## SET TASKS
**1.** List the parameter names that http_get_strbuf takes after the change shown in the code review.
**2.** Answer these questions about the code review, one line each:
(a) If the patch does other things, how many steps may it deserve to become?
(b) Which parameter name does the patch replace with dest_buffer?
(c) To what value does the new code set dest.file?
**3.** Carry on the code review about the http_get_strbuf patch from its last sentence, in the same reviewing voice.

## ARTICLE
========================================

There may be other things this patch does, in which case it may
deserve to become three or more steps, but we haven't seen enough to
decide if that is the case.  Let's read on.

>  int http_get_strbuf(const char *url,
> -		    struct strbuf *result,
> +		    struct strbuf *dest_buffer,
>  		    struct http_get_options *options)
>  {
> -	return http_request_reauth(url, result, HTTP_REQUEST_STRBUF, options);
> +	struct http_response_dest dest;
> +	dest.file = NULL;
> +	dest.buffer = dest_buffer;
> +	return http_request_reauth(url, &dest, options);

This is merely adjusting for the updated calling convention, which
makes sense.

========================================

## DATA ENTRIES
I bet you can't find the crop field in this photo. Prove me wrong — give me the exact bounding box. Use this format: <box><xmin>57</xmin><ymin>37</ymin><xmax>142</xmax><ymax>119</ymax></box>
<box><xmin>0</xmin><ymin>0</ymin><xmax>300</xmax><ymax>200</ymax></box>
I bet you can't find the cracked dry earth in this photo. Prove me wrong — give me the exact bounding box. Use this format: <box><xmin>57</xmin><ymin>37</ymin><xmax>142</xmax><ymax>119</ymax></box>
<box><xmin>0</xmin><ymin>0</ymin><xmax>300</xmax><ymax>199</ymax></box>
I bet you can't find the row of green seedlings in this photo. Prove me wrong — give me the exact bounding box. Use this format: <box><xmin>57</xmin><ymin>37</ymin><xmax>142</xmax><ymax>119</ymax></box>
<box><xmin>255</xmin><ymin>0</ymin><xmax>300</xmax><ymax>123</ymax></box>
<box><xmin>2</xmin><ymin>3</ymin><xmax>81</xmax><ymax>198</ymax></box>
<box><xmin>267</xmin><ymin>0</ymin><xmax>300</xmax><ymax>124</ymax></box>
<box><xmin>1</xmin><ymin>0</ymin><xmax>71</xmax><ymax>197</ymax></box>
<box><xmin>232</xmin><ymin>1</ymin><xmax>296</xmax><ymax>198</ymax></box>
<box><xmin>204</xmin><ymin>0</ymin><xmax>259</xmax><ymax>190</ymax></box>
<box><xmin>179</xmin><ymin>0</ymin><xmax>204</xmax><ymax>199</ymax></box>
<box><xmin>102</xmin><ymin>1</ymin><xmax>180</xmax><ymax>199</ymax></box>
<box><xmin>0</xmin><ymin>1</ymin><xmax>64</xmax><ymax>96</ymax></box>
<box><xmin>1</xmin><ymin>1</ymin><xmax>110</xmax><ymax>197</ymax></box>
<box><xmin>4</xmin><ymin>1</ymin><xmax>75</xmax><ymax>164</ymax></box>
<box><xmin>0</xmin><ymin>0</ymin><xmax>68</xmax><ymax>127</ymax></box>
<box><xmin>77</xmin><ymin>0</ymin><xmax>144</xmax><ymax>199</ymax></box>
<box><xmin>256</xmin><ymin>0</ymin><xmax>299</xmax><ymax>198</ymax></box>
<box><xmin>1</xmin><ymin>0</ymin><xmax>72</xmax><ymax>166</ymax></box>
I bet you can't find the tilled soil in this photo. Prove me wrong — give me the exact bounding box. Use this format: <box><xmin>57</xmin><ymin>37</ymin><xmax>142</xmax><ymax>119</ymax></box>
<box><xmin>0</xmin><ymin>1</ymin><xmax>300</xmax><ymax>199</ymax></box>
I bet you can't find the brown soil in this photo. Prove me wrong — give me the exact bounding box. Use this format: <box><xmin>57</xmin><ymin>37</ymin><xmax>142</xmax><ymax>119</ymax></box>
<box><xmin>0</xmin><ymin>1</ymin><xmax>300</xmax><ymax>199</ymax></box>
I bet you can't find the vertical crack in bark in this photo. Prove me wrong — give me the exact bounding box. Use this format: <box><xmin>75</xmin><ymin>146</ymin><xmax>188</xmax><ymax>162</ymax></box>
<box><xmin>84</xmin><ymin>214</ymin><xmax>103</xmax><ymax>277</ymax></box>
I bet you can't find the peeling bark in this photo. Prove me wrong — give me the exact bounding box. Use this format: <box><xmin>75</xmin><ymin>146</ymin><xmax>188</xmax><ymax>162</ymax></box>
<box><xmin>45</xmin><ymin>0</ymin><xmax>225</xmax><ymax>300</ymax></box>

========================================

## EXPECTED ANSWERS
**1.** url, dest_buffer, options

**2.**
(a) Three or more steps.
(b) result
(c) NULL

**3.**
>  }
>  
>  /*
> @@ -1988,18 +2001,20 @@ static int http_get_file(const char *url, const char *filename,
>  {
>  	int ret;
>  	struct strbuf tmpfile = STRBUF_INIT;
> -	FILE *result;
> +	struct http_response_dest dest;
>  
>  	strbuf_addf(&tmpfile, "%s.temp", filename);
> -	result = fopen(tmpfile.buf, "a");
> -	if (!result) {
> +	dest.buffer = NULL;
> +	dest.file = fopen(tmpfile.buf, "a");
> +	if (!dest.file) {
>  		error("Unable to open local file %s", tmpfile.buf);
>  		ret = HTTP_ERROR;
>  		goto cleanup;
>  	}
> +	dest.filename = tmpfile.buf;

Hmph.  I somehow expected that the presence of dest.filename field
would allow callers to just set it and let the fopen() call handled
in http_request(), e.g. at the beginning of the function, it would
do something like

	if (!dest->file && dest->filename)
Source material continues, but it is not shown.